=== WHAT TO WORK ON ===
Can you repeat these data lines with "sneaker" renamed to "shoe" everywhere and everything else left unchanged?

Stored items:

• • •

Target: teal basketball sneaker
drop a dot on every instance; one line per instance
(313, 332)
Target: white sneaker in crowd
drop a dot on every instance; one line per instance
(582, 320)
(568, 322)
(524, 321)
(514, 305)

• • •

=== ANSWER TO THE EXERCISE ===
Target: teal basketball shoe
drop a dot on every instance; one line per instance
(313, 332)
Target: white shoe in crowd
drop a dot on every instance; one line per instance
(582, 320)
(568, 322)
(524, 321)
(514, 305)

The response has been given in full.